# Excerpt start

How do you assess the positions of the Bulgarian, Georgian, Antiochian and, at first, of the Serbian Church, which refused to participate?
Each had its own reasons for not participating, apart from disagreement with the ecumenist agenda. Antioch because of its anger at Jerusalem’s invasion of its canonical territory and the fact that Constantinople foolishly told it to ignore such a question of principle until after the Council, even though the problem has been dragging on for years; the Georgians and the Bulgarians are not participating for being insulted by the US-controlled Patriarchate of Constantinople, which declared last April that the Georgians were fundamentalists and the Bulgarians were thieves, actually creating a diplomatic incident in Bulgaria. As for the Serbs, I think their problem is that of essentially everyone else - that Constantinople simply ignores any criticism, blindly trying to impose its will regardless of others, as if it were an Eastern Papacy. Of course, the Serbian Church, racked by a US-caused schism in Kosovo and under immense pressure from Washington/the EU/NATO and the masonic government in Belgrade, then decided to attend the meeting in Crete conditionally, but that is another story.

# Excerpt end

* Requests:
1. In the excerpt on the Orthodox churches and the Council, what did the Serbian Church finally decide to do about the meeting in Crete?
2. Continue the excerpt on the Orthodox churches' refusal to take part in the Council, starting after its final sentence.

# Data listing start

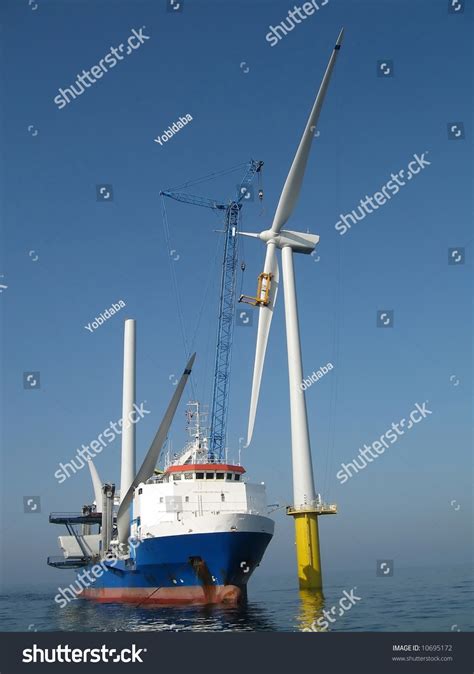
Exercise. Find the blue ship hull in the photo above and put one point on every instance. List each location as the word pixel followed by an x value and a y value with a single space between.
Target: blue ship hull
pixel 190 568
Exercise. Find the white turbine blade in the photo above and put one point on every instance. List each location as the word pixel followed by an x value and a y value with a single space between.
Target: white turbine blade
pixel 294 180
pixel 97 484
pixel 264 323
pixel 149 463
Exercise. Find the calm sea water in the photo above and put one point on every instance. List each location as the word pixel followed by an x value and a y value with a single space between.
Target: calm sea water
pixel 410 600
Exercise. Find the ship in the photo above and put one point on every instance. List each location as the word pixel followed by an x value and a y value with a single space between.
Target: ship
pixel 187 527
pixel 194 532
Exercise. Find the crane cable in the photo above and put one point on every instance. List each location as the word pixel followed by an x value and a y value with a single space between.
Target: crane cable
pixel 175 286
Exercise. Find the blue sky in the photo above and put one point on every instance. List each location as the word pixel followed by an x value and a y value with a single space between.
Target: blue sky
pixel 88 254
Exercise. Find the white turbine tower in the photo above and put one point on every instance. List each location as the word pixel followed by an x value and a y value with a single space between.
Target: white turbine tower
pixel 305 508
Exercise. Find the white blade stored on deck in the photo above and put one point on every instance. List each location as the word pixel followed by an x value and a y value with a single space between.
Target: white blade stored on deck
pixel 264 323
pixel 148 465
pixel 292 187
pixel 97 484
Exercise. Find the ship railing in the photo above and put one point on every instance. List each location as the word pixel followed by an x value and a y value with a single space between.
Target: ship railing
pixel 75 518
pixel 59 562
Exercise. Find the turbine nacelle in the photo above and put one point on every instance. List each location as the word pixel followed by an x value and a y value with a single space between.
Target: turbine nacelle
pixel 299 242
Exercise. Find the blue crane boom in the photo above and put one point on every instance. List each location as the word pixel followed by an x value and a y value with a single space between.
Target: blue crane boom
pixel 227 300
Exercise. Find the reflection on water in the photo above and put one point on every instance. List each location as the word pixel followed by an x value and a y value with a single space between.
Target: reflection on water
pixel 311 608
pixel 412 600
pixel 85 615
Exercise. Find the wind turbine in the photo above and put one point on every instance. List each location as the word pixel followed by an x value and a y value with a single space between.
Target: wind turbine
pixel 305 509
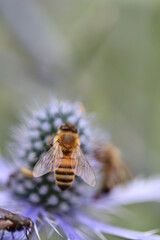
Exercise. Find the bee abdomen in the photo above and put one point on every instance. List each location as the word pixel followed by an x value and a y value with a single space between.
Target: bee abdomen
pixel 64 178
pixel 65 173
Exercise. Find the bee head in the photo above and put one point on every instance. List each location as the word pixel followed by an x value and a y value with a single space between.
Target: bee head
pixel 68 128
pixel 28 223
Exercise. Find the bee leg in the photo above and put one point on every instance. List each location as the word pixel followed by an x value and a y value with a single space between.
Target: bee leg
pixel 11 177
pixel 2 236
pixel 49 141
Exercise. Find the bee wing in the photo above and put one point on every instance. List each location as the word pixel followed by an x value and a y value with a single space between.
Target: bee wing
pixel 83 169
pixel 46 162
pixel 4 224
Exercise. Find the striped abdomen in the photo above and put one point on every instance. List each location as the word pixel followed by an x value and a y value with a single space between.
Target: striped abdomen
pixel 65 173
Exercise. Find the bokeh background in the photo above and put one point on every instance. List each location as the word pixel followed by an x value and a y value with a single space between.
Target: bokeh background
pixel 105 53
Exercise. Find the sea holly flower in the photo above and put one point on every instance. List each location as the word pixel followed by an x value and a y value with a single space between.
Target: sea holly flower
pixel 74 213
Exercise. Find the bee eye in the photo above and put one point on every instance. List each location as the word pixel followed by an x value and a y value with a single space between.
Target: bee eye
pixel 64 127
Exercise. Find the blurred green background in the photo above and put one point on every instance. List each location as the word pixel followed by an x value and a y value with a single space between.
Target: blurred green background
pixel 105 53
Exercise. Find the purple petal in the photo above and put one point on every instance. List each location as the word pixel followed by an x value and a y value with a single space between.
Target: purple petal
pixel 67 228
pixel 139 190
pixel 115 231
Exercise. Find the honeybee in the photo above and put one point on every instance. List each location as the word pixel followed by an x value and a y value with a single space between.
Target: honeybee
pixel 12 222
pixel 65 159
pixel 114 170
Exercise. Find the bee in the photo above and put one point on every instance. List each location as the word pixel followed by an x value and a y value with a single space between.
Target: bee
pixel 65 159
pixel 12 222
pixel 114 170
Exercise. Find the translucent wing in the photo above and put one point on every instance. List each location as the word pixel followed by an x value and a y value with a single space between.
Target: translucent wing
pixel 83 169
pixel 46 162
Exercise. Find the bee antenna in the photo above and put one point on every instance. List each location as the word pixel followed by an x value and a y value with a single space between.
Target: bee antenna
pixel 2 236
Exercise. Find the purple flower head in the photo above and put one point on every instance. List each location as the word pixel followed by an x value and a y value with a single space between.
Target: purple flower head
pixel 74 213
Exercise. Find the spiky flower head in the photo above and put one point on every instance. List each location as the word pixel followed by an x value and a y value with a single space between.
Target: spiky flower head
pixel 32 141
pixel 75 212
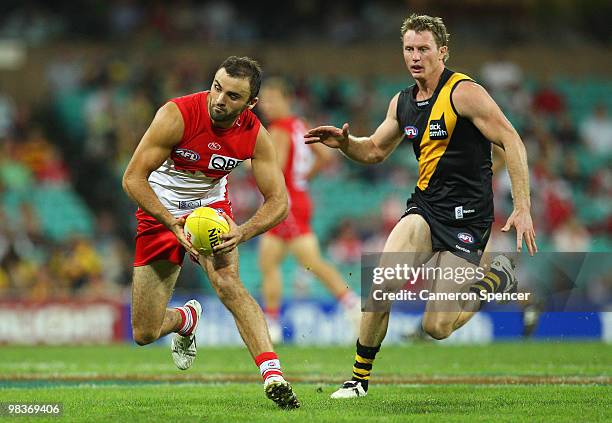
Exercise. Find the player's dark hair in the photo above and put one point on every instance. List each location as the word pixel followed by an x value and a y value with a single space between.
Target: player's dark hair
pixel 421 23
pixel 244 67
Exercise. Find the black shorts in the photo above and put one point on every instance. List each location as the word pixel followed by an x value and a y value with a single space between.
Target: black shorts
pixel 467 241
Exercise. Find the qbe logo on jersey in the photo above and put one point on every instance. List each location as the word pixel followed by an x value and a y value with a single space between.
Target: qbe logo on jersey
pixel 219 162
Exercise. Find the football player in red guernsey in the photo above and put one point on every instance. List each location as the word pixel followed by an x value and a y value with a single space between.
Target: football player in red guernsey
pixel 300 162
pixel 182 163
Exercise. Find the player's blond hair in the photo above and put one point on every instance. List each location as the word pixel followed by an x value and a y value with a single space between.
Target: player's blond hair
pixel 435 25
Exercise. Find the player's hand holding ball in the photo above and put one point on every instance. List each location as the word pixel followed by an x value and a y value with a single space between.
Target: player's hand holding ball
pixel 204 228
pixel 230 239
pixel 177 229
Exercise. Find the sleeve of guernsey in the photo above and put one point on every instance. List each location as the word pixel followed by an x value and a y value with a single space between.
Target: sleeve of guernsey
pixel 189 107
pixel 252 127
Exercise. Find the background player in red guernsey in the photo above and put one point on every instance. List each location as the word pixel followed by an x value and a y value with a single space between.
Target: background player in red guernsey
pixel 182 163
pixel 300 162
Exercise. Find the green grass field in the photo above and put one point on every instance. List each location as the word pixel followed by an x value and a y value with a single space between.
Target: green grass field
pixel 425 382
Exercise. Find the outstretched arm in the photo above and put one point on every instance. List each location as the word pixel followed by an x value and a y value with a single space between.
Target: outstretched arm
pixel 474 103
pixel 271 183
pixel 368 150
pixel 154 148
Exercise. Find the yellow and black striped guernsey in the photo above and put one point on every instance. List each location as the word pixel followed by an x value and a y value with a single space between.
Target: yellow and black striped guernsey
pixel 454 184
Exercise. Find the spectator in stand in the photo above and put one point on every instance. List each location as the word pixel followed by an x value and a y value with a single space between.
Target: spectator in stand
pixel 596 131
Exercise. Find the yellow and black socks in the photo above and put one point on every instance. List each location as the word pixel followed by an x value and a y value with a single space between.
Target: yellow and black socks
pixel 493 281
pixel 364 357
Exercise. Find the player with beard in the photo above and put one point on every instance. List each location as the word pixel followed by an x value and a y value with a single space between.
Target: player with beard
pixel 181 163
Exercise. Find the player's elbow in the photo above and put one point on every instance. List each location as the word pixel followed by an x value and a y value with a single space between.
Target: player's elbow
pixel 127 183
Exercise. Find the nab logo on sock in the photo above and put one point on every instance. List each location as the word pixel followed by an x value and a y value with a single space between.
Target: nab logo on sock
pixel 437 129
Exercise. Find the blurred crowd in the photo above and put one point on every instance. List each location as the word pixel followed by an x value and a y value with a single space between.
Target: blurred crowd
pixel 81 138
pixel 340 21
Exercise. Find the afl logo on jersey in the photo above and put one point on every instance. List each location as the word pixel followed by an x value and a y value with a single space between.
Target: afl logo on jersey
pixel 465 238
pixel 411 131
pixel 189 155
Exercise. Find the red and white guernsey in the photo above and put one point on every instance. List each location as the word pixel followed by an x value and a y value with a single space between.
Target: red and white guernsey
pixel 300 160
pixel 196 172
pixel 300 157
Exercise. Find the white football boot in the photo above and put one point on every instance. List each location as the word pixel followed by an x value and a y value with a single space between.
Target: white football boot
pixel 279 390
pixel 184 347
pixel 350 389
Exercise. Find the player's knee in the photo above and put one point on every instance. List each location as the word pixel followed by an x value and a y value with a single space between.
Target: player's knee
pixel 230 291
pixel 437 329
pixel 144 336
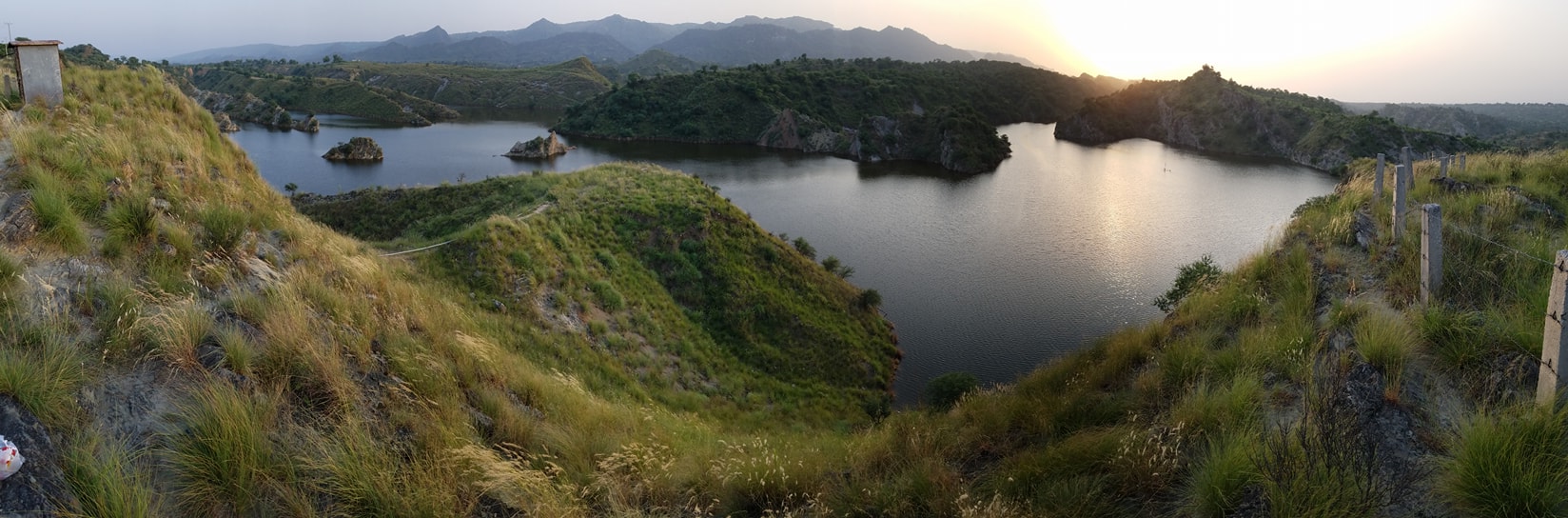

# Data listing end

* Answers to the exercises:
1. It decided to attend the meeting in Crete conditionally.

2.
In general can you describe the situation in the UK? Is it normal to be an Orthodox Christian there? How does the State influence the Church and personal choice?
The situation in the UK is no different from anywhere else in the Western world. It is not normal to be a Christian in today’s UK, let alone to belong to the tiny minority here that is composed of Orthodox Christians. The State ignores Christians and Christianity. We are totally irrelevant to it and its anti-Christian agenda. As far as they are concerned, we are an anachronism and we should die out and disappear as soon as possible. Having said that, there is no active persecution as such, just indifference and underlying hostility, disguised by the hypocritical politeness typical of the British Establishment.
What is happening to other traditional beliefs there? It seems as if there is serious decline. For example, in Nigeria there are many more followers of Anglicanism than in the UK.
Western forms of Christianity, that is Roman Catholicism and Protestantism (and Anglicanism is only a form of Protestantism with some Roman Catholic decorations), are in terminal decline everywhere in the Western world, though they still survive in countries in Africa, Asia and in Eastern Europe, for example in Poland. In the UK today, there are only really two forms of Christianity that are alive, both immigrant, Eastern European and Black African. The rest is fundamentally on its death-bed: it is far worse than ‘serious decline’. For example, a million immigrant Poles have saved Roman Catholicism here. Quite simply, Western people have lost their faith. Since Western civilization was founded on faith, this means that Western civilization is also on its death-bed. Western civilization is today just a series of historical monuments for tourists to visit: the soul has gone out of it.
What exactly is the image of Russia and the Russian Orthodox Church in the UK?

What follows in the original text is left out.